The following data has a line with "box: [352, 172, 379, 184]" and a line with "positive clicks: (316, 398) (351, 425)". Write out exactly those lines and all the lines between them.
<<<<
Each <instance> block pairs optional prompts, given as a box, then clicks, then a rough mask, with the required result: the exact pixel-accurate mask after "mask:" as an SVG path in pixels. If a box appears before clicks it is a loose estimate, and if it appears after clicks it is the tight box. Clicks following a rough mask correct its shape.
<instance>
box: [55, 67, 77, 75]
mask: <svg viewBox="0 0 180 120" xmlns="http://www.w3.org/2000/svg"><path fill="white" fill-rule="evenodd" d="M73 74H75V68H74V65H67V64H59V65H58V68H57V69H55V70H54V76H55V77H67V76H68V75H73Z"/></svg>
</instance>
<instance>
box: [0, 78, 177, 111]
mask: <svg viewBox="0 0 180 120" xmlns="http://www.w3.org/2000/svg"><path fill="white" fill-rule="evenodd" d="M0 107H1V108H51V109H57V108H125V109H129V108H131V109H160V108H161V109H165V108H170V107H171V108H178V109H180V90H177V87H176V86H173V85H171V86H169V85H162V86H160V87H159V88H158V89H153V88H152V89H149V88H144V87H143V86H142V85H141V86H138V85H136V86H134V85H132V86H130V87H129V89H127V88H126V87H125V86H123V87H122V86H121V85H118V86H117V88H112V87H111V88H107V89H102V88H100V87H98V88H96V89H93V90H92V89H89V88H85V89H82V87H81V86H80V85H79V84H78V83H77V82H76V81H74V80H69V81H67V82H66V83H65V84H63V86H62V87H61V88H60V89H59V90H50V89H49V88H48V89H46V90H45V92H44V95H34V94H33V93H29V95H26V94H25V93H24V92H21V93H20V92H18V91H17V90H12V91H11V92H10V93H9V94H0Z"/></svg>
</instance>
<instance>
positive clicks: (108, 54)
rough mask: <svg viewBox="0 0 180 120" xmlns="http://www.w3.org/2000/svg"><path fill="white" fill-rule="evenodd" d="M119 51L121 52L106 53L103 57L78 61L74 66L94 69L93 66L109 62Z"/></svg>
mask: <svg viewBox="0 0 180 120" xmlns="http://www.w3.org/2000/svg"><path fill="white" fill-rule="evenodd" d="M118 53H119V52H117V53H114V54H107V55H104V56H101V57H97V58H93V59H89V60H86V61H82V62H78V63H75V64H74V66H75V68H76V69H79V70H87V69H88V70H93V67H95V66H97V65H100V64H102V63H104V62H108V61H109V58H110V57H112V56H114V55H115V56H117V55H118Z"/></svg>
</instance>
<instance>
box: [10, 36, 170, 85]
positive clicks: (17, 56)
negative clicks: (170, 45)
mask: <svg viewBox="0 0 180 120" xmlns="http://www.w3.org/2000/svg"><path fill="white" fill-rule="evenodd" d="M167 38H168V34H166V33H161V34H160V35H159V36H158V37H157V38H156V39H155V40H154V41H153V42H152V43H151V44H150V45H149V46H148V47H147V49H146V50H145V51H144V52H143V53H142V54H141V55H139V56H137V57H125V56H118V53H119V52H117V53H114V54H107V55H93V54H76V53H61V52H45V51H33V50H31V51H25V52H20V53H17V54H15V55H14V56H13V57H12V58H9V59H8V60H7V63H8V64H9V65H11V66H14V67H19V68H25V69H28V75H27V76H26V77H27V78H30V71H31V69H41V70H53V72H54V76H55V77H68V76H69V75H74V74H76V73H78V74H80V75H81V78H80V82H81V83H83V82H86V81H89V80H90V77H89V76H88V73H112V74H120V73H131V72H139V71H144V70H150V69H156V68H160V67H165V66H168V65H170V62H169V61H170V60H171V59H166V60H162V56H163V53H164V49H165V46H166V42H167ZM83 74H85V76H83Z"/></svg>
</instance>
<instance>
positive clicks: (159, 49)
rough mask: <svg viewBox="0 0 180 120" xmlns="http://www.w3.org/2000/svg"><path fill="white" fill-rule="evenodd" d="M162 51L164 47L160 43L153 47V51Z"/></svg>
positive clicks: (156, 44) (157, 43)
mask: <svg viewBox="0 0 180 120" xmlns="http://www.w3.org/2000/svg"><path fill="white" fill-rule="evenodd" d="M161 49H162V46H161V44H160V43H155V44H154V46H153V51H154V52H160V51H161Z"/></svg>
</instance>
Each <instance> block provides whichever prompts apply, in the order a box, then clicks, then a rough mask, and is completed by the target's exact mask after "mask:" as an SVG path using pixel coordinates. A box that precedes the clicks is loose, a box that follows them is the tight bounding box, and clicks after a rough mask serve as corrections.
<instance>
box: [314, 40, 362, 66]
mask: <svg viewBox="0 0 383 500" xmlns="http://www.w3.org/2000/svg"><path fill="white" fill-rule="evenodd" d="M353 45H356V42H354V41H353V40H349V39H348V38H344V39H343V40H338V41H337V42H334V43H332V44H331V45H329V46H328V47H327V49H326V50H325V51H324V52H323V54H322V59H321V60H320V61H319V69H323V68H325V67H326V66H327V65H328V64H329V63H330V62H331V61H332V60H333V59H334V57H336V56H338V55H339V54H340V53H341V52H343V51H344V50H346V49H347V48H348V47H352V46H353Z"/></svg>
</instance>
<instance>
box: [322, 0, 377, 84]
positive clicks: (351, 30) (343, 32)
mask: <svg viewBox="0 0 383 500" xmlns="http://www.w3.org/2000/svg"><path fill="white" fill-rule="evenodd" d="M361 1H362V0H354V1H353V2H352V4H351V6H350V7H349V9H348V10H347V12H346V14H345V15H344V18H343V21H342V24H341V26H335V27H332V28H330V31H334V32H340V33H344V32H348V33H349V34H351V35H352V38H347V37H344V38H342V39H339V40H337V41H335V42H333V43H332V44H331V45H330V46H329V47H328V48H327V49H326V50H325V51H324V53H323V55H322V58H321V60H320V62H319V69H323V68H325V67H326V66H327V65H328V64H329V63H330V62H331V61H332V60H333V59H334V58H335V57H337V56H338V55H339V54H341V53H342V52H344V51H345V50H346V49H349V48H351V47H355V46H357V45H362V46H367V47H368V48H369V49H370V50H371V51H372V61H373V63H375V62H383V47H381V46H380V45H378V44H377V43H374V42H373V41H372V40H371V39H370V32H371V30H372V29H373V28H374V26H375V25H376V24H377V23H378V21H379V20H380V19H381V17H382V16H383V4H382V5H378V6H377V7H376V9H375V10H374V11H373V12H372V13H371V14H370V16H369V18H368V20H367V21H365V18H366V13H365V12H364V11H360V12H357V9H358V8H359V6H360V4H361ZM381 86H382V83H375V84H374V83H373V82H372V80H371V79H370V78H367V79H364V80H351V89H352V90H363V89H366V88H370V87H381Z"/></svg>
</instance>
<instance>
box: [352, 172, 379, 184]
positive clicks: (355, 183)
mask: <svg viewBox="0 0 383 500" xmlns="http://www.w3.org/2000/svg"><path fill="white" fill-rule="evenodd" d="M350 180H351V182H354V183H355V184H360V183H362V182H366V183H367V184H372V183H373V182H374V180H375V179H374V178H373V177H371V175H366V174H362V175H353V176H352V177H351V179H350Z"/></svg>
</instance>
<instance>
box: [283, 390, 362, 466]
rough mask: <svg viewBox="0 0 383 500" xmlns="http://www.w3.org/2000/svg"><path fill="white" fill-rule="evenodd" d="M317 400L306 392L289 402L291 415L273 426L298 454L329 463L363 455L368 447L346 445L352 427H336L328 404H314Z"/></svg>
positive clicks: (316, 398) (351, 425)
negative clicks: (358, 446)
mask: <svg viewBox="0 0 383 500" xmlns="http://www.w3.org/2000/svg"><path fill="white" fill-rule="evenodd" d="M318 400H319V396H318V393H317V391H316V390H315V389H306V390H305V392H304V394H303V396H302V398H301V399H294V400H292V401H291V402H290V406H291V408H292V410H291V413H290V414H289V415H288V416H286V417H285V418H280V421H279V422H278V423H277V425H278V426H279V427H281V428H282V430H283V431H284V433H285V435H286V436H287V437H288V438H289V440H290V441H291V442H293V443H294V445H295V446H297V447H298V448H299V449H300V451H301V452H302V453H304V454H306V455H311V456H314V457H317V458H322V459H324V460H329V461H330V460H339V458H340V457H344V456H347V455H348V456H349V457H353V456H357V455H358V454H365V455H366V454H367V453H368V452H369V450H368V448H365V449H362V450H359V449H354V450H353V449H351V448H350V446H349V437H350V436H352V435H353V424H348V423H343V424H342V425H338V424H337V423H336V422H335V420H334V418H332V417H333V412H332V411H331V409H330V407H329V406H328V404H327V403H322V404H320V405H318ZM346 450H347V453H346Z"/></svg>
>>>>
Your response:
box: [352, 172, 379, 184]
positive clicks: (355, 183)
mask: <svg viewBox="0 0 383 500" xmlns="http://www.w3.org/2000/svg"><path fill="white" fill-rule="evenodd" d="M350 180H351V182H354V183H355V184H360V183H362V182H366V183H367V184H372V183H373V182H374V180H375V179H374V178H373V177H371V175H366V174H362V175H353V176H352V177H351V179H350Z"/></svg>
</instance>
<instance>
box: [283, 390, 362, 466]
rough mask: <svg viewBox="0 0 383 500" xmlns="http://www.w3.org/2000/svg"><path fill="white" fill-rule="evenodd" d="M317 400L306 392L289 402L291 415L273 426L298 454L329 463L363 455L368 447L346 445L352 427H336L328 404H314Z"/></svg>
positive clicks: (316, 398) (351, 425)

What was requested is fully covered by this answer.